Your output should reproduce each entry exactly, with none of its pictures.

Dataset entries:
◆ ◆ ◆ ◆
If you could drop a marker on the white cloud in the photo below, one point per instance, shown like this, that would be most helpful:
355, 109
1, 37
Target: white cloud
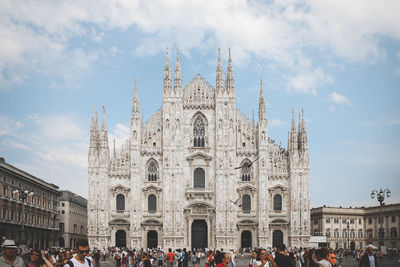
338, 99
369, 123
308, 82
276, 122
394, 122
34, 38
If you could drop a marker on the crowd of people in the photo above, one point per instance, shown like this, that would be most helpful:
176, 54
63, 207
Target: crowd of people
82, 256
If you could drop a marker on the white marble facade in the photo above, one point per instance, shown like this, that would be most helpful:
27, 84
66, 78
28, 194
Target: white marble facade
174, 183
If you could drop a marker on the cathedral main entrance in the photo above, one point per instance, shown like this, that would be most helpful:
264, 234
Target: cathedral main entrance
152, 239
120, 239
199, 234
277, 238
246, 239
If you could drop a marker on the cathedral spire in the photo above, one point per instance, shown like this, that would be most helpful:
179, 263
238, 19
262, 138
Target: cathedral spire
220, 74
104, 133
167, 75
94, 130
135, 103
229, 82
293, 145
261, 103
177, 75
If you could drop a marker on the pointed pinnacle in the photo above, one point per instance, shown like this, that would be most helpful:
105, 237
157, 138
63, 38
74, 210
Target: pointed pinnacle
135, 89
167, 58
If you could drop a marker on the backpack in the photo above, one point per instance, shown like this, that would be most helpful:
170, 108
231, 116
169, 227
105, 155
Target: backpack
71, 264
186, 257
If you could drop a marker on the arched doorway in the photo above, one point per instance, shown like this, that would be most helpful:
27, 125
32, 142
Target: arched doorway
120, 239
277, 238
61, 242
199, 234
352, 246
152, 239
246, 239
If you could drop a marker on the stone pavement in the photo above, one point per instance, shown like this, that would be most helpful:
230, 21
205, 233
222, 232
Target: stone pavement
243, 262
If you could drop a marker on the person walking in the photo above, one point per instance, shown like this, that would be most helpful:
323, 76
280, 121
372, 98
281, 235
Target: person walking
369, 259
9, 257
80, 259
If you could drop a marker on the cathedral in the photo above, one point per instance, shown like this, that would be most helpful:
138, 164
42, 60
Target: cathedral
198, 173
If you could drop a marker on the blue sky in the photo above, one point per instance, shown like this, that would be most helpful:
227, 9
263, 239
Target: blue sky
339, 60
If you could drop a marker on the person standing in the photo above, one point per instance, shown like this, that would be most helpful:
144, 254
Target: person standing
369, 259
323, 257
80, 259
170, 258
282, 258
10, 258
265, 259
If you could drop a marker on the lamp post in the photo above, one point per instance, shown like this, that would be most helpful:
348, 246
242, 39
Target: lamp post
23, 195
381, 198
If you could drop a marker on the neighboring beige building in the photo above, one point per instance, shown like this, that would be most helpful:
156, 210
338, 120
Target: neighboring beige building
30, 218
174, 183
73, 219
356, 227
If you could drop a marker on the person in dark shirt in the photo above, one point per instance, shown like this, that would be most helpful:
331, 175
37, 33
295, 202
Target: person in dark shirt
282, 258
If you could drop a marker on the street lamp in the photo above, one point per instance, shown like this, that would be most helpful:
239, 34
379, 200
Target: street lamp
23, 195
381, 198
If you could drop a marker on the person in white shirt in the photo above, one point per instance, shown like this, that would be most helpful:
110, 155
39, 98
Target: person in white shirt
80, 260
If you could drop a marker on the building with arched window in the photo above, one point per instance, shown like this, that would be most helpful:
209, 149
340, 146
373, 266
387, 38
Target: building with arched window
357, 227
199, 173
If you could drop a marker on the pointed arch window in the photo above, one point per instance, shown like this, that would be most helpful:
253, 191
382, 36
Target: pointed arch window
246, 203
120, 202
199, 178
199, 132
277, 202
152, 203
246, 172
152, 171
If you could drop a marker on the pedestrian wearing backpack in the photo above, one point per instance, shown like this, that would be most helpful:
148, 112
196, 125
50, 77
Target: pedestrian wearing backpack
80, 260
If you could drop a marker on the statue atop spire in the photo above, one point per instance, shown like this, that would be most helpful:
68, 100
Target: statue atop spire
167, 75
229, 82
178, 74
261, 104
135, 102
220, 74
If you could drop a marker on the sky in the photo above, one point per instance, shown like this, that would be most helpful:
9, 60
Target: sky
339, 60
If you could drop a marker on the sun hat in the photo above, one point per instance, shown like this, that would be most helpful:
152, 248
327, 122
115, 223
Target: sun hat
9, 243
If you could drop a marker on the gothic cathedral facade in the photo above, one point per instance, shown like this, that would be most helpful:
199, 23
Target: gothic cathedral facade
198, 174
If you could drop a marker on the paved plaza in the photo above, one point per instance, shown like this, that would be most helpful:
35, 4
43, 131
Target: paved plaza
243, 262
◆ ◆ ◆ ◆
Output below:
If you could drop a marker on the white cloud in the photo below, one point per instance, shown like this, that would be most helpful:
355, 109
1, 37
Target: white cloud
338, 99
369, 123
308, 82
276, 122
394, 122
34, 38
If you could drop a marker on the crowd of people in the photo above, one point per instance, shown like this, that would be most helpful:
176, 54
63, 207
Target: crowd of people
82, 256
If you could drop a marker on the white marble facade in the photo above, one point per instance, shown like this, that would be most helpful:
27, 84
66, 78
28, 194
Target: white marble facade
174, 183
If you could drop a marker on the cathedral main entrance in the photo above, one point per instance, shown like this, that would be most helpful:
264, 234
Target: cathedral main entrance
152, 239
120, 239
199, 234
277, 238
246, 239
If you could drop a marker on the cathedral spire in the photo above, one point per instance, shown like this, that would be most helpful:
179, 263
238, 19
262, 138
Target: cathedral spire
220, 74
104, 133
167, 75
94, 130
135, 103
229, 82
293, 145
261, 103
177, 75
If you could drop a marker on the pointed pinnacle in the photo above, one point per instance, shown like this, that would be most helpful:
105, 237
157, 138
63, 38
74, 210
Target: pointed pinnacle
135, 89
167, 58
If you could drop a marker on the backpack in the photo above, one point per instance, shown like this, that would be most helpful:
170, 108
231, 116
169, 227
105, 155
Target: backpack
71, 264
186, 257
If you could drop a marker on the arched doorway in the photo above, one point per instance, shown like this, that would be most helpful:
27, 125
32, 142
Target: arched doorway
120, 239
277, 238
61, 242
199, 234
352, 246
152, 239
246, 239
If you could drop a marker on the stone pavement in the photo above, one point per instance, shown like this, that would be most helpful:
230, 21
205, 233
222, 232
Target: stone pavement
243, 262
If you could drop a marker on the person walking in the photo above, one point per instance, shown like this, that would be most helpful:
323, 76
280, 121
372, 98
281, 235
Target: person walking
369, 259
9, 257
80, 259
If you could drop a marker on the cathedral in the photo above, one point per instance, shown like this, that would be most helpful:
138, 164
42, 60
Target: cathedral
198, 173
If you could drop a marker on the blue sky in the photo above, one point per instance, shown like this, that would be most helpful:
227, 9
263, 239
Target: blue sky
339, 60
If you could drop a marker on the person standing in the photo above, one point per instance, shown like this, that would be most helpful:
144, 254
Target: person standing
369, 259
323, 257
80, 259
170, 258
282, 258
10, 258
265, 259
If you could drop a marker on the lamp post in the photo above, one point per instance, shown like this, that would be most helpful:
348, 246
242, 39
Target: lamp post
23, 195
381, 198
If you could drop a marker on the neighboring beige building in the photo above, one point per instance, shown like this, that would be most helpful:
156, 210
338, 120
Target: neighboring beige building
30, 218
174, 183
73, 219
356, 227
If you could drop a marker on the person in dark shirt in the photo above, one point per instance, shown like this, that would be most helpful:
331, 175
37, 33
295, 202
Target: person in dark shirt
282, 258
If you could drop a marker on the street lamp in the photo above, one point per instance, shown like this, that would be most helpful:
239, 34
379, 200
Target: street lamp
23, 195
381, 198
If you could drop a marker on the person in white shirt in the photo above, one point per instance, shown like this, that would be most helpful:
110, 155
39, 98
Target: person in white shirt
80, 260
If you could drop a marker on the building with arched window in the photo above, one point per instance, shown like this, that would be most helpful:
209, 149
340, 146
373, 266
387, 38
Target: building with arched window
357, 227
199, 173
If you could drop a marker on the pointed arch window in the photo above, one point per instance, shown like this, that would be most helpful:
253, 191
382, 36
Target: pointed arch window
246, 203
120, 202
199, 178
199, 132
277, 202
152, 203
246, 172
152, 171
If you could drop a marker on the pedestrian wearing backpack in the photo above, one point per instance, shown like this, that would be most helpful:
148, 112
196, 125
50, 77
Target: pedestrian wearing backpack
80, 260
If you could drop a marker on the statue atop spire in the photo above, one point per instance, shown like this, that would be most helpful:
68, 100
Target: statue atop spire
167, 75
229, 82
178, 74
261, 104
135, 102
220, 74
If you could drop a marker on the sky in the photo above, one point per instance, shown like this, that would be most helpful:
9, 60
Target: sky
339, 60
If you could drop a marker on the sun hat in the photo above, one point per instance, shown like this, that would be most helpful:
152, 248
327, 122
115, 223
Target: sun hat
9, 243
If you could drop a marker on the gothic cathedral facade in the photo above, one point per instance, shown like this, that would be most helpful:
199, 23
Target: gothic cathedral facade
198, 174
If you could drop a marker on the paved plaza in the photo above, one point per instance, shown like this, that would be most helpful:
35, 4
43, 131
Target: paved plaza
243, 262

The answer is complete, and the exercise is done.